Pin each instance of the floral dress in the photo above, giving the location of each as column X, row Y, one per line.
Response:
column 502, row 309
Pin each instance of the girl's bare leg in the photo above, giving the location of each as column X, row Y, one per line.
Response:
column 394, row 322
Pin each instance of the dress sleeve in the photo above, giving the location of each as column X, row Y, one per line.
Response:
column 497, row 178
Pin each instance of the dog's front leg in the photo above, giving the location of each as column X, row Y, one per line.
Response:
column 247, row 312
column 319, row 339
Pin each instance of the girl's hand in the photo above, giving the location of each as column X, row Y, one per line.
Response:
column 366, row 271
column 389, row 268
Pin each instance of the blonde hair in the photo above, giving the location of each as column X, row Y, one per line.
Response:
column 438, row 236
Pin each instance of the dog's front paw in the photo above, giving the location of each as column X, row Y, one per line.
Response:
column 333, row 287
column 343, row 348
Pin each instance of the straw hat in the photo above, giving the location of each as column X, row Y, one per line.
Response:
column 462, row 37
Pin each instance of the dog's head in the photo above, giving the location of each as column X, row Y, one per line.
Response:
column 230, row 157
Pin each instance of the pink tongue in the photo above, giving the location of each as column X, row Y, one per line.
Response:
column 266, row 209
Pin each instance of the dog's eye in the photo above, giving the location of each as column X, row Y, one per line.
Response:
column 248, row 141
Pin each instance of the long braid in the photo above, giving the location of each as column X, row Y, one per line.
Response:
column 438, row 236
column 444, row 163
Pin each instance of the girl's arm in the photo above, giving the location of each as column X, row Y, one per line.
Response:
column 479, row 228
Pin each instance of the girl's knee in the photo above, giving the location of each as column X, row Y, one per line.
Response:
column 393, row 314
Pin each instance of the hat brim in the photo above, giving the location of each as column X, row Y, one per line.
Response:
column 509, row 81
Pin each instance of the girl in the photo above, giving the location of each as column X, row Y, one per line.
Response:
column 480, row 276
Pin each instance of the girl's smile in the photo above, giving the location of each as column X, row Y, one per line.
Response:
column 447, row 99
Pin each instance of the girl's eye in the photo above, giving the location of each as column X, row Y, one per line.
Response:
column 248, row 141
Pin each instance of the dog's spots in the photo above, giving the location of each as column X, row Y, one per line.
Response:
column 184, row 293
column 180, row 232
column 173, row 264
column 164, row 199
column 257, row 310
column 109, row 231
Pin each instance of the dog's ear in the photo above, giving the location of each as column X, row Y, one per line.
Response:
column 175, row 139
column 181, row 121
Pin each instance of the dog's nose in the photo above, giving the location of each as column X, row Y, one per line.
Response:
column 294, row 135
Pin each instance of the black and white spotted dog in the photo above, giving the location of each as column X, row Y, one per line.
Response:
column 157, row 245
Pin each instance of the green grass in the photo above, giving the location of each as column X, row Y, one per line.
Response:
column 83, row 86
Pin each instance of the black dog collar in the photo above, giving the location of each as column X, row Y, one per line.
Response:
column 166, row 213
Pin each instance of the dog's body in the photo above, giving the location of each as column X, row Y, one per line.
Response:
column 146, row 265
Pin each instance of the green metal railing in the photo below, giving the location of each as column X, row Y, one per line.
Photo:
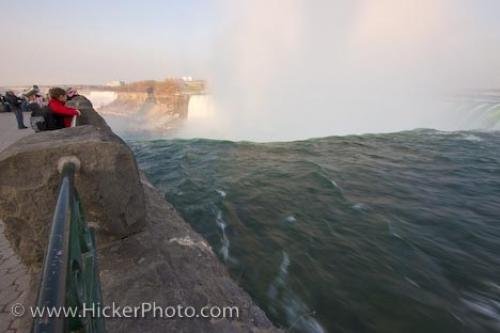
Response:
column 70, row 278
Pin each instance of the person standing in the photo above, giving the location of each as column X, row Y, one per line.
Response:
column 14, row 103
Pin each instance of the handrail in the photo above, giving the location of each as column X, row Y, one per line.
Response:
column 70, row 277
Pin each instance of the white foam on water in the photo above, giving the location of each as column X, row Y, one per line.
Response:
column 472, row 137
column 359, row 206
column 224, row 250
column 483, row 305
column 297, row 313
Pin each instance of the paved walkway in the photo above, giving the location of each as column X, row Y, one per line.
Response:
column 14, row 277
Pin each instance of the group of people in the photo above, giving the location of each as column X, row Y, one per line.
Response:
column 47, row 113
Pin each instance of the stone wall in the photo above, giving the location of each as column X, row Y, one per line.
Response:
column 147, row 252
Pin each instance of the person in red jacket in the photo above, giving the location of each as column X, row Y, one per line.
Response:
column 58, row 107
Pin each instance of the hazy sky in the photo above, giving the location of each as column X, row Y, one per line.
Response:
column 278, row 69
column 98, row 41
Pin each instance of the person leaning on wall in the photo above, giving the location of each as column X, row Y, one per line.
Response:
column 14, row 103
column 57, row 104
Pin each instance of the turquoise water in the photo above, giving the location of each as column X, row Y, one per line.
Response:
column 374, row 233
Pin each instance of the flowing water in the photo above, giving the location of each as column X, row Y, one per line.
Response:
column 393, row 232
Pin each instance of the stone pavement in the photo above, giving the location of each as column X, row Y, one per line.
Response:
column 14, row 277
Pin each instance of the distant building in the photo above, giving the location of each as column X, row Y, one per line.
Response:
column 115, row 83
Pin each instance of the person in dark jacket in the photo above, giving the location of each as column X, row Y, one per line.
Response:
column 14, row 103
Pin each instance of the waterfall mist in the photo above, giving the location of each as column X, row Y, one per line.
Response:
column 284, row 70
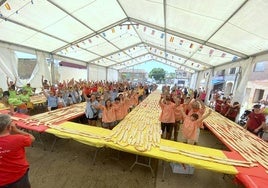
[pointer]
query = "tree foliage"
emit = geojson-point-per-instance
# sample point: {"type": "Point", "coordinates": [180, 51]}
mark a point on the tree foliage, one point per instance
{"type": "Point", "coordinates": [157, 74]}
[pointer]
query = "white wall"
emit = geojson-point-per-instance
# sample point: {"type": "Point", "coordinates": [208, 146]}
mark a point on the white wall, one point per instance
{"type": "Point", "coordinates": [67, 73]}
{"type": "Point", "coordinates": [112, 75]}
{"type": "Point", "coordinates": [97, 73]}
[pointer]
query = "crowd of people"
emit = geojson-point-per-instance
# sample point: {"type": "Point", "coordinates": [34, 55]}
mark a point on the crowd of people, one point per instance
{"type": "Point", "coordinates": [183, 109]}
{"type": "Point", "coordinates": [107, 103]}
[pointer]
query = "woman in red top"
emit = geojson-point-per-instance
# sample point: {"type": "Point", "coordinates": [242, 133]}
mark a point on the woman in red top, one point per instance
{"type": "Point", "coordinates": [225, 107]}
{"type": "Point", "coordinates": [13, 165]}
{"type": "Point", "coordinates": [256, 120]}
{"type": "Point", "coordinates": [233, 111]}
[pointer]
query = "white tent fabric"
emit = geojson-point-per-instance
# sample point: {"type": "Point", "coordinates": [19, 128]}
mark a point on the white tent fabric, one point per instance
{"type": "Point", "coordinates": [8, 65]}
{"type": "Point", "coordinates": [188, 35]}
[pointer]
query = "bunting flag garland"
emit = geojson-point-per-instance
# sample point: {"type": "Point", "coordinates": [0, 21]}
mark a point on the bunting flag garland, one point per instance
{"type": "Point", "coordinates": [7, 6]}
{"type": "Point", "coordinates": [144, 29]}
{"type": "Point", "coordinates": [211, 52]}
{"type": "Point", "coordinates": [234, 58]}
{"type": "Point", "coordinates": [191, 45]}
{"type": "Point", "coordinates": [200, 48]}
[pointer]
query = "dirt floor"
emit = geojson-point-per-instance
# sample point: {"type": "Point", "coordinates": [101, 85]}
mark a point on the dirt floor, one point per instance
{"type": "Point", "coordinates": [71, 165]}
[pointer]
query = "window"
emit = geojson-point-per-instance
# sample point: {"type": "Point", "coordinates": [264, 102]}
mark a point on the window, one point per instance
{"type": "Point", "coordinates": [259, 67]}
{"type": "Point", "coordinates": [258, 95]}
{"type": "Point", "coordinates": [221, 72]}
{"type": "Point", "coordinates": [232, 70]}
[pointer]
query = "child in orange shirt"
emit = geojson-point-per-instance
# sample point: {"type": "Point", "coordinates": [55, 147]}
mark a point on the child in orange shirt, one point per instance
{"type": "Point", "coordinates": [191, 124]}
{"type": "Point", "coordinates": [108, 115]}
{"type": "Point", "coordinates": [167, 116]}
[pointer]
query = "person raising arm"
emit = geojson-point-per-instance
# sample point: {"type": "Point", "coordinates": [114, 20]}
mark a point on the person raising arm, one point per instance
{"type": "Point", "coordinates": [14, 166]}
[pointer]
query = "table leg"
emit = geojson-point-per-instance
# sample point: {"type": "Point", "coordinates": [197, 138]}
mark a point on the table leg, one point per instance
{"type": "Point", "coordinates": [148, 165]}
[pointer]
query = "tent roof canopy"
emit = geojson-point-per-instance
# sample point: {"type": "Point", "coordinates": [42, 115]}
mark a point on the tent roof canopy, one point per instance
{"type": "Point", "coordinates": [189, 35]}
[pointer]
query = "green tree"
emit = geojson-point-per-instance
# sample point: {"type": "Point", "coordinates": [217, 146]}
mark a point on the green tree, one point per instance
{"type": "Point", "coordinates": [157, 73]}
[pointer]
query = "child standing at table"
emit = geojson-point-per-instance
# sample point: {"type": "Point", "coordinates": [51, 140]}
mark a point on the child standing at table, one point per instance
{"type": "Point", "coordinates": [191, 124]}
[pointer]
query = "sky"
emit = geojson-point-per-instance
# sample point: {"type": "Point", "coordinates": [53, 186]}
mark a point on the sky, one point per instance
{"type": "Point", "coordinates": [148, 66]}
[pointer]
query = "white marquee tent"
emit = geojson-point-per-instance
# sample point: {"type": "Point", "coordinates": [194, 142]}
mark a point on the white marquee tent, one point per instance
{"type": "Point", "coordinates": [191, 35]}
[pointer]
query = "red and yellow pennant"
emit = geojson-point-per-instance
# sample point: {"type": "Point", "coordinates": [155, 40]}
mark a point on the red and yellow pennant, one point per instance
{"type": "Point", "coordinates": [191, 45]}
{"type": "Point", "coordinates": [7, 6]}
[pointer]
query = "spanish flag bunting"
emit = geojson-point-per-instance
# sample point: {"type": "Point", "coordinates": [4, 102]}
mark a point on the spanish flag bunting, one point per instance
{"type": "Point", "coordinates": [191, 45]}
{"type": "Point", "coordinates": [144, 29]}
{"type": "Point", "coordinates": [200, 48]}
{"type": "Point", "coordinates": [7, 6]}
{"type": "Point", "coordinates": [211, 52]}
{"type": "Point", "coordinates": [234, 58]}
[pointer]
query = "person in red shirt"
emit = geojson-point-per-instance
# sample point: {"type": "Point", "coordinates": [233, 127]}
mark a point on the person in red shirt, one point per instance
{"type": "Point", "coordinates": [218, 104]}
{"type": "Point", "coordinates": [256, 120]}
{"type": "Point", "coordinates": [233, 111]}
{"type": "Point", "coordinates": [225, 107]}
{"type": "Point", "coordinates": [13, 164]}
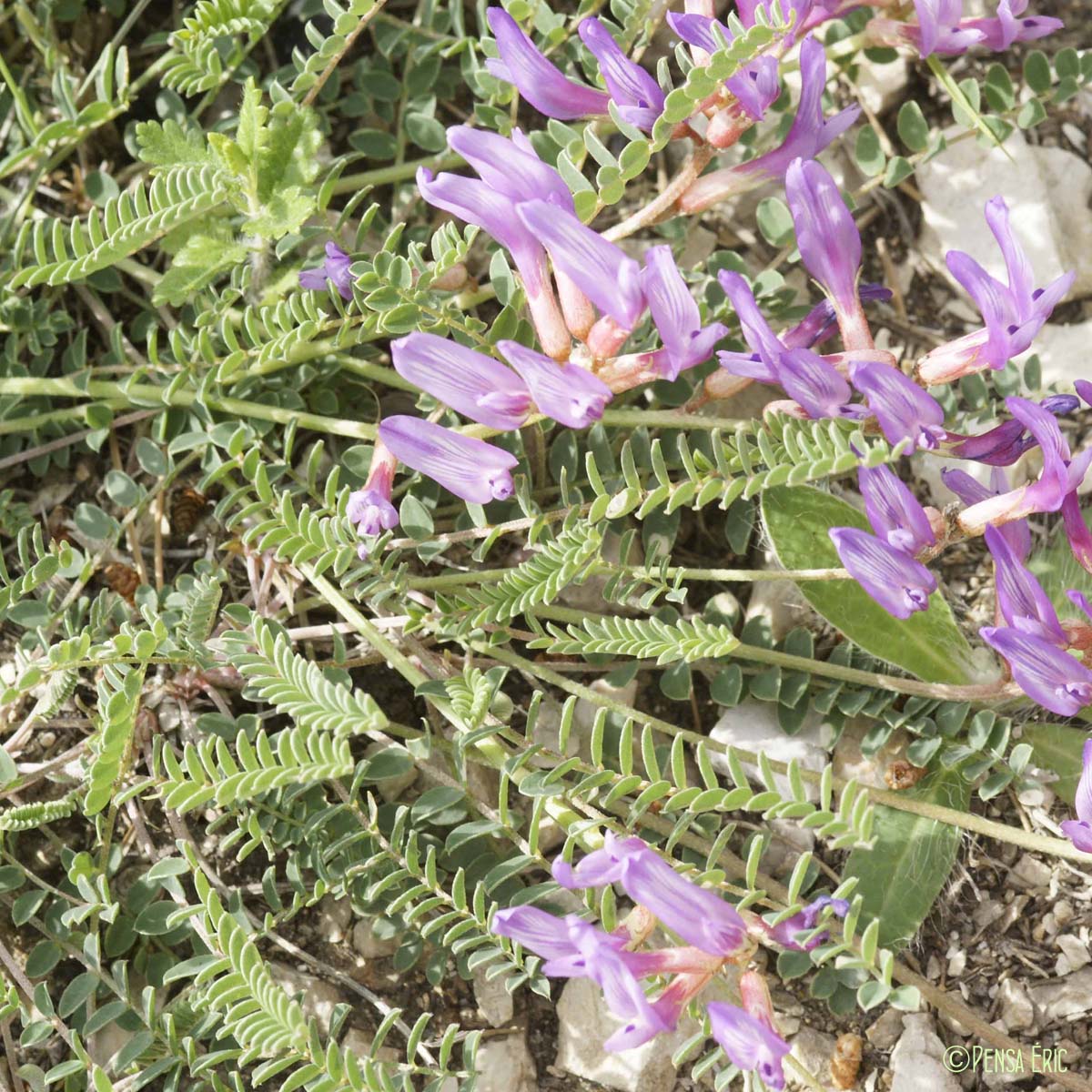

WORK REQUEST
Please give the number of lines above that hold the word "stone", and only that number.

RESULT BELOW
2